[EXTRAIT DU TEXTE]
1962. La date n'évoque pas grand chose sans doute pour les plus jeunes même si, il y a trois ans, on a beaucoup reparlé des accords d'Evian et de la déchirure que fut pour la plupart des « Pieds Noirs » le départ obligé vers une métropole qu'ils ne connaissaient pas et où ils n'avaient pas de place. C'est à ce moment douloureux que s'intéresse Medhi Charef dont le père, à l'époque, travaillait déjà dans la région parisienne. Elevé par sa mère, fréquentant l'école de la République avec ses copains, arabes, berbères, musulmans et juifs, chrétiens, toutes origines et confessions mélangées, il se souvient du vide... Il n'oublie pas les souffrances des siens durant la guerre et ensuite. Depuis, par ses livres, ses films, il a donné du poids à bien des questions. C'est la première fois qu'il aborde de front la question du départ. Il le fait avec une loyauté profonde et imagine un groupe de personnages représentatifs de l'Algérie d'alors. La fable est belle et on ne vous la dévoilera pas car il y a bien des secrets dans cette histoire. Unité de lieu, de temps, d'action. 16 juin 1962. Un quai de gare d'une petite ville du Nord-Ouest algérien.
Partance pour Oran. Dernier train. Il y a la femme qui veut enterrer son mari en France. Colons, ils ont trimé. Elle est un peu enfermée dans son monde, un peu égoïste cette Léonie (Nadia Barentin). Son mari ne l'était peut-être pas... Elle est pourtant maternelle avec l'ouvrier agricole, Tahar (Amidou). Mais lui-même a peut-être des engagements qu'elle n'a pas compris... Il y a le petit fonctionnaire éruptif mais pas méchant, le chef de gare, Barnabé (Jean-Michel Dupuis) et l'artisan acquis à la cause de l'indépendance, Dacquin (Stéphane Höhn), le propriétaire terrien OAS, Perret (Jean-Pierre Malo). Un harki passe (et meurt). Il est joué en alternance par Kader Boukhanef et Azize Kabouche, les metteurs en scène qui n'ont peut-être pas su donner un mouvement tendu à la représentation.
Le beau décor de Claude Lemaire invite à l'alignement et il manque peut-être des ruptures, des contrastes. Mais le jeu des grands comédiens réunis est d'une grande ferveur, d'un engagement profond, d'une sensibilité qui touchent. Peut-être Medhi Charef aurait-il été plus convaincant en étant plus radical. Là, il donne ses chances à chaque personnage. C'est paradoxalement ce qui donne quelque chose de trop uni à la représentation. Mais quelle belle leçon d'histoire et d'humanité, pourtant. A voir et à partager. A méditer.
Théâtre Montparnasse, à 21 h du mardi au samedi, en matinée à 17 h le samedi, à 15 h 30 le dimanche (01.43.22.77.74). Durée : 1 h 30 sans entracte.
Le texte de la pièce est publié par L'Avant-Scène n° 1187(12euros).
[/EXTRAIT DU TEXTE]
[DONNÉES RÉPERTORIÉES]
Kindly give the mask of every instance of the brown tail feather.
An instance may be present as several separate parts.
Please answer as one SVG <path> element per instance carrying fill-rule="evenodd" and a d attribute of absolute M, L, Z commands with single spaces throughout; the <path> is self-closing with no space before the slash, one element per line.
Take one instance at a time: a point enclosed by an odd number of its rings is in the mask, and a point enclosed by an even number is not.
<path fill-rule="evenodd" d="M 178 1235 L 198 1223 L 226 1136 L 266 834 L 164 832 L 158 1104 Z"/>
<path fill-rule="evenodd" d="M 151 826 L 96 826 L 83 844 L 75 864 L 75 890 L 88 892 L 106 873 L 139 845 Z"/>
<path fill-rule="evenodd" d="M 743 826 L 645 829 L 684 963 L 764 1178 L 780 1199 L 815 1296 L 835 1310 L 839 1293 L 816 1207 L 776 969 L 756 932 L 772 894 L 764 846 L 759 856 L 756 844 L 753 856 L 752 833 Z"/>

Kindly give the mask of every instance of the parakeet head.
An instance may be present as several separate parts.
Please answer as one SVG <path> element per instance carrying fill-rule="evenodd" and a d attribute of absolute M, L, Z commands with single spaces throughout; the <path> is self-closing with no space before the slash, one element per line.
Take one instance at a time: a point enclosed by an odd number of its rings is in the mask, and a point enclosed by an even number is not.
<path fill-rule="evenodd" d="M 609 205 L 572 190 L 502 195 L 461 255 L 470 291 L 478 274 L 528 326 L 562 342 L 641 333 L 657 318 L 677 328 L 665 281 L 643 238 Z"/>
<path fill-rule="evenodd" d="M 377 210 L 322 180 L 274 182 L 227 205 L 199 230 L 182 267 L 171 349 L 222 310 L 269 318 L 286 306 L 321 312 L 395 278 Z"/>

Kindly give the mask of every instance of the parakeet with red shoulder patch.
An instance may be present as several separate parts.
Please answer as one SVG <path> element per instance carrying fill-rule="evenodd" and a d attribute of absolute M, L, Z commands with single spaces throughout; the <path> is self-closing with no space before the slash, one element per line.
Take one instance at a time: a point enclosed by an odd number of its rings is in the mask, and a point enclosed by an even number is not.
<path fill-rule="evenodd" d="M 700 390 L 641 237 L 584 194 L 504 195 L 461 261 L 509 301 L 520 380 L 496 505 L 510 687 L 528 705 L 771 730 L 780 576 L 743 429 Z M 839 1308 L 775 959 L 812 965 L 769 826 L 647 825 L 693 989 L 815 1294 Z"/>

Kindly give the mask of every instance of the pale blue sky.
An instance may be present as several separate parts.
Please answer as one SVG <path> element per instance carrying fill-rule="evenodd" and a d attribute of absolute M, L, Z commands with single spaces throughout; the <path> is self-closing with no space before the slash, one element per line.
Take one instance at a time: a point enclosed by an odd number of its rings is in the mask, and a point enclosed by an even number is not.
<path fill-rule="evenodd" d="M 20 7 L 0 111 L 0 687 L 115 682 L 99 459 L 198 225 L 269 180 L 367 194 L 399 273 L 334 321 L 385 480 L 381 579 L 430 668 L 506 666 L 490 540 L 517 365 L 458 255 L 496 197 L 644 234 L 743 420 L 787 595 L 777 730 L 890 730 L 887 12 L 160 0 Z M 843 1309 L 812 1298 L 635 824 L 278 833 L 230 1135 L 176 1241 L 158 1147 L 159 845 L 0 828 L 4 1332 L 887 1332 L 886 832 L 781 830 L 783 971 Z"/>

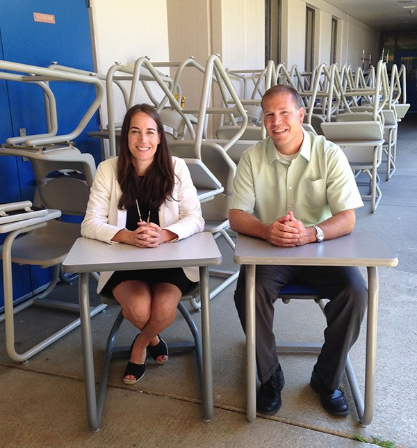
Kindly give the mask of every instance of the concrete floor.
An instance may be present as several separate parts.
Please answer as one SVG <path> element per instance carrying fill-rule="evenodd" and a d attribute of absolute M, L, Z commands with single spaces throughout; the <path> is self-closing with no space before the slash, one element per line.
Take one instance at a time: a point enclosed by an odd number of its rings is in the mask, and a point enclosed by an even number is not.
<path fill-rule="evenodd" d="M 399 264 L 379 274 L 375 415 L 362 428 L 349 393 L 346 418 L 329 416 L 309 381 L 316 355 L 282 353 L 286 376 L 283 406 L 272 417 L 259 415 L 249 423 L 245 415 L 245 337 L 233 303 L 234 284 L 211 302 L 214 417 L 202 419 L 193 357 L 173 354 L 159 366 L 152 360 L 136 386 L 122 377 L 126 359 L 112 362 L 101 430 L 87 424 L 79 328 L 47 348 L 24 365 L 11 361 L 0 323 L 0 446 L 1 447 L 362 447 L 359 435 L 393 441 L 398 447 L 417 447 L 416 401 L 417 350 L 417 114 L 400 124 L 397 171 L 381 180 L 382 199 L 376 213 L 370 206 L 358 210 L 357 228 L 377 234 L 397 254 Z M 384 166 L 379 170 L 382 179 Z M 219 241 L 224 262 L 232 254 Z M 91 282 L 92 283 L 93 282 Z M 95 285 L 92 285 L 92 290 Z M 56 296 L 76 301 L 76 280 L 58 286 Z M 97 296 L 92 294 L 93 301 Z M 191 309 L 191 307 L 187 304 Z M 95 363 L 99 369 L 106 335 L 117 310 L 108 307 L 92 320 Z M 277 303 L 277 339 L 322 340 L 323 317 L 310 301 Z M 199 315 L 193 312 L 199 327 Z M 70 319 L 63 312 L 31 307 L 16 315 L 16 348 L 20 352 Z M 181 317 L 167 329 L 166 340 L 188 339 Z M 130 344 L 135 335 L 124 323 L 120 343 Z M 361 388 L 364 381 L 365 327 L 351 351 Z M 372 446 L 369 445 L 369 446 Z M 375 446 L 375 445 L 373 445 Z"/>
[/DONNÉES RÉPERTORIÉES]
▶ **VOS CONSIGNES**
Transcrivez sans rien changer le passage de la critique qui va de « Le beau décor » à « 30 sans entracte. ». Ces données forment un matériau distinct de la critique.

▶ **RÉSULTAT OBTENU**
Le beau décor de Claude Lemaire invite à l'alignement et il manque peut-être des ruptures, des contrastes. Mais le jeu des grands comédiens réunis est d'une grande ferveur, d'un engagement profond, d'une sensibilité qui touchent. Peut-être Medhi Charef aurait-il été plus convaincant en étant plus radical. Là, il donne ses chances à chaque personnage. C'est paradoxalement ce qui donne quelque chose de trop uni à la représentation. Mais quelle belle leçon d'histoire et d'humanité, pourtant. A voir et à partager. A méditer.
Théâtre Montparnasse, à 21 h du mardi au samedi, en matinée à 17 h le samedi, à 15 h 30 le dimanche (01.43.22.77.74). Durée : 1 h 30 sans entracte.